Aim of the task
Report every line of the listing below in which the string "target" appears.

[Start of Attachment]

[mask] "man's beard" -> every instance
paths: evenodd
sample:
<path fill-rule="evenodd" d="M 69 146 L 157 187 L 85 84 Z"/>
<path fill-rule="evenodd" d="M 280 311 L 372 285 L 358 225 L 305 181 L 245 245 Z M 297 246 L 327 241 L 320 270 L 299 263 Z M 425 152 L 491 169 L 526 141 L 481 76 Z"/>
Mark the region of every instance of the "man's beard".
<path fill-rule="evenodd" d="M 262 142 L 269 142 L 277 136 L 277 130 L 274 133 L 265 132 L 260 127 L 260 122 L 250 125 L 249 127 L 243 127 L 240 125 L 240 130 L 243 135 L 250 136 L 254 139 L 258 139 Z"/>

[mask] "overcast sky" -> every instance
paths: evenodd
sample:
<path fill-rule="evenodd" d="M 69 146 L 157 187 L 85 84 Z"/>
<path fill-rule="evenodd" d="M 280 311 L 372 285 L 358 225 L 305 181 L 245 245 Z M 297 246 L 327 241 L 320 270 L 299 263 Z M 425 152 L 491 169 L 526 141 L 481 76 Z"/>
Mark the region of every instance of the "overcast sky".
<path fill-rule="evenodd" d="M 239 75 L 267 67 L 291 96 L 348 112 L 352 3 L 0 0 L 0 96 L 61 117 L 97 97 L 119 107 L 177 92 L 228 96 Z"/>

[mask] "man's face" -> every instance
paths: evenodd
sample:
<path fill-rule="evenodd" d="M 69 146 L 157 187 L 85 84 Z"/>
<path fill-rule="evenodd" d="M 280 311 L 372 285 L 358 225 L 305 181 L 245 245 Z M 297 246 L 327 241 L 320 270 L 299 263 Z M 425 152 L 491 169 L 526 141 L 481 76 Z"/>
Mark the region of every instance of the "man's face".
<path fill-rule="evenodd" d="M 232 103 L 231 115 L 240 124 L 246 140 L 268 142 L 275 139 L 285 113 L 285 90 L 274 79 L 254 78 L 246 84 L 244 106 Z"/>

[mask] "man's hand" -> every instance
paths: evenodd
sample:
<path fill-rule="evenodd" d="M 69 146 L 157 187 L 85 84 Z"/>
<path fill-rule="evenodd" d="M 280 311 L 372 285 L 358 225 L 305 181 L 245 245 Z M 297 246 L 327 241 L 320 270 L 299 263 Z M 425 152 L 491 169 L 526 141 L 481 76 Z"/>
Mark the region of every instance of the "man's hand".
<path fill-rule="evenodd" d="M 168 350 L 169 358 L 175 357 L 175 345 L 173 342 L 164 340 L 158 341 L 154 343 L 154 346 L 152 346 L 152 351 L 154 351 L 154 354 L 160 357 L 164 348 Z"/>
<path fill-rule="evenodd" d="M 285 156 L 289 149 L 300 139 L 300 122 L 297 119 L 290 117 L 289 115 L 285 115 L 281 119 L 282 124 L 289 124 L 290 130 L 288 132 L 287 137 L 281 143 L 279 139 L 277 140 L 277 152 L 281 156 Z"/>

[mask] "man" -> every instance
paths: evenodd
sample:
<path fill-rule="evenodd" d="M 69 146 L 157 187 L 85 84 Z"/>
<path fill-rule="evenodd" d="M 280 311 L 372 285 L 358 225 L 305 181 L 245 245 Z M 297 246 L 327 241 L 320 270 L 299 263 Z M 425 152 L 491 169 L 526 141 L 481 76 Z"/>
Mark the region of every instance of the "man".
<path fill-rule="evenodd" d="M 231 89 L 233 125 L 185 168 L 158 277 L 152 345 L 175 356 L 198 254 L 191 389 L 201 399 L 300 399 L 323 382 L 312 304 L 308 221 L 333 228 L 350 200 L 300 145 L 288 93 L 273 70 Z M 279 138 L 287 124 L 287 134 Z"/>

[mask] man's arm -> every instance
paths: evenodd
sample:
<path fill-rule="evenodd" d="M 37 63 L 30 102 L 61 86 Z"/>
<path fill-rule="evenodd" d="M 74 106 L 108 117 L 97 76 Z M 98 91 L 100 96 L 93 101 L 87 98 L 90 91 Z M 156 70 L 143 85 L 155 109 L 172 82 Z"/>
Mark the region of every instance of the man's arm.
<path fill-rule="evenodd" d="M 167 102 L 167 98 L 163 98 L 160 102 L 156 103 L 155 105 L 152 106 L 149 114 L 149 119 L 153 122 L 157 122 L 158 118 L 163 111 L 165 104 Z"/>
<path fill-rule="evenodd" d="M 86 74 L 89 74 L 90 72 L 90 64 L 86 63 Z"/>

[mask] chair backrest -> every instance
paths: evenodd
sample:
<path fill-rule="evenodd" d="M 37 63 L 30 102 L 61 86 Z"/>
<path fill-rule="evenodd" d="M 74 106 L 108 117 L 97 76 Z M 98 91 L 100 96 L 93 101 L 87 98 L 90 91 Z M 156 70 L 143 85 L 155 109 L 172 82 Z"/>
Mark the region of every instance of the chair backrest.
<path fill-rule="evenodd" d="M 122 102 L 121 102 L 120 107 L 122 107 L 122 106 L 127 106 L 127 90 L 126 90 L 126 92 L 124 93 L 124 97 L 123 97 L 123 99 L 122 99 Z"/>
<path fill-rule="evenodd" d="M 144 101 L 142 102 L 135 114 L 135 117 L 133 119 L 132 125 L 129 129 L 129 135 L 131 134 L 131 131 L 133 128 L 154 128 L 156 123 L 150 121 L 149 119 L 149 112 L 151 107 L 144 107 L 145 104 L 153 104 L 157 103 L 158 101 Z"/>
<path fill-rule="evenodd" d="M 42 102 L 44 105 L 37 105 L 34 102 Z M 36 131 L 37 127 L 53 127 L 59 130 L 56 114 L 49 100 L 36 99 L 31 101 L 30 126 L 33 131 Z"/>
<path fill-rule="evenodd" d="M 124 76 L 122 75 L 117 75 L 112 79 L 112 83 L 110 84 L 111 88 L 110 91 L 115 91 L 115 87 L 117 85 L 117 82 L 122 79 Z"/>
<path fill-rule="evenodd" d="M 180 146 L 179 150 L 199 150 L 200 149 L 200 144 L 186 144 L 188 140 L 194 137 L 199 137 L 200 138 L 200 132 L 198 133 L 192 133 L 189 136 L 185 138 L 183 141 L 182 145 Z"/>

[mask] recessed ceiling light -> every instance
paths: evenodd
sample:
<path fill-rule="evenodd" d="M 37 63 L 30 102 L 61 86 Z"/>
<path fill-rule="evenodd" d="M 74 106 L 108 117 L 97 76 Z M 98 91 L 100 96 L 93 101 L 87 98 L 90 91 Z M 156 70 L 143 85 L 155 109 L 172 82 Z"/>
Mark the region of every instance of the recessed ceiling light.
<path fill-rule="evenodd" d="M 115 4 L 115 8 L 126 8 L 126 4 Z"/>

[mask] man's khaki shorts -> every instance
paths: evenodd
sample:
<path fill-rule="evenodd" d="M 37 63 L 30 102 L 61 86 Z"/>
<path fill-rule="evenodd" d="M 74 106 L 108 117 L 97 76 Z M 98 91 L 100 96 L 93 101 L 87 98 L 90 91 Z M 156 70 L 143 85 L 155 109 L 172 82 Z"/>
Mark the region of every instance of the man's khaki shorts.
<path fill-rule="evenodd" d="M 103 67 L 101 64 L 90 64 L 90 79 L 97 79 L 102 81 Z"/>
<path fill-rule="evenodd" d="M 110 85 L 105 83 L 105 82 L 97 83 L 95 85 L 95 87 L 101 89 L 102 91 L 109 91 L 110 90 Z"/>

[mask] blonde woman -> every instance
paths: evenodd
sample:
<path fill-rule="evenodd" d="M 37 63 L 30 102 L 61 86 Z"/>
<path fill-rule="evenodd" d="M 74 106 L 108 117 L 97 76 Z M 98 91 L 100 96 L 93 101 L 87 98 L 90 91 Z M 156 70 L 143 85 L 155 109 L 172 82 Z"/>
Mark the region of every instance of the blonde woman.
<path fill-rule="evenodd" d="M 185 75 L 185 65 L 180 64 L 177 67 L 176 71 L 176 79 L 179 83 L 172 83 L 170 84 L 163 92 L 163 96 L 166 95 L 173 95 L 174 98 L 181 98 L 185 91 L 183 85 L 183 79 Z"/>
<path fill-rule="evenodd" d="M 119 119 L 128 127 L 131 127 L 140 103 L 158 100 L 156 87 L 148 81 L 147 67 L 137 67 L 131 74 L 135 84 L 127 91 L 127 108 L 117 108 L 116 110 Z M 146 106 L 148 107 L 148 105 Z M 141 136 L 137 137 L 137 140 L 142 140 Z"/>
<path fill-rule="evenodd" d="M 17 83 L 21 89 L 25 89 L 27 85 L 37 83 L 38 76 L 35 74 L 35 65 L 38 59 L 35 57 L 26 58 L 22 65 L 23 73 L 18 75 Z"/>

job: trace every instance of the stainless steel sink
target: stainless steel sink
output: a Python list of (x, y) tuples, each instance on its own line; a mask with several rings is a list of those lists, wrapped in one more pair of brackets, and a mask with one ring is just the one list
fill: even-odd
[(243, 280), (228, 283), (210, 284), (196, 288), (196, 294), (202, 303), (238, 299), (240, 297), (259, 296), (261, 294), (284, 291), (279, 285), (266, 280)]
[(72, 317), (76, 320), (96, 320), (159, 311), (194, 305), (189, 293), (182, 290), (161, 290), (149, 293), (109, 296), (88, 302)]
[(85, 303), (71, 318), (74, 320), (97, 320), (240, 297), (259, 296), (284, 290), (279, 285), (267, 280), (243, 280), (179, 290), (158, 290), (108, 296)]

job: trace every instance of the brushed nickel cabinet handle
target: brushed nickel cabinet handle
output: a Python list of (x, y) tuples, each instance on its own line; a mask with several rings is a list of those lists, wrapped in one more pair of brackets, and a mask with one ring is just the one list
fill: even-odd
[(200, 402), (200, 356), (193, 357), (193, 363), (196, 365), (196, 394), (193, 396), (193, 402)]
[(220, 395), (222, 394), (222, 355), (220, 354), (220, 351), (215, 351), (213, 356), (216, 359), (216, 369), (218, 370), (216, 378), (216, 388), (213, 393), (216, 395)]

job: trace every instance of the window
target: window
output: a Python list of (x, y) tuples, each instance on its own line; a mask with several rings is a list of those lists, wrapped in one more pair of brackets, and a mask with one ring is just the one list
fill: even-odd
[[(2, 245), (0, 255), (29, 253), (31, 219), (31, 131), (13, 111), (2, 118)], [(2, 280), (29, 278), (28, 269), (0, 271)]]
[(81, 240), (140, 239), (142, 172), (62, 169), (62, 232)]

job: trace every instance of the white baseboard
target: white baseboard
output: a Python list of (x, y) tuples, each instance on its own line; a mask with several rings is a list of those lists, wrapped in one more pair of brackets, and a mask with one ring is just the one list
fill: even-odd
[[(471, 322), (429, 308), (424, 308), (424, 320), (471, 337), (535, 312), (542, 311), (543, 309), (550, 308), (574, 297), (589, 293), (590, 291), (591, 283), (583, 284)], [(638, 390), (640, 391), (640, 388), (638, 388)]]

[End of Attachment]

Result
target: stainless steel sink
target: brushed nickel cabinet handle
target: window
target: white baseboard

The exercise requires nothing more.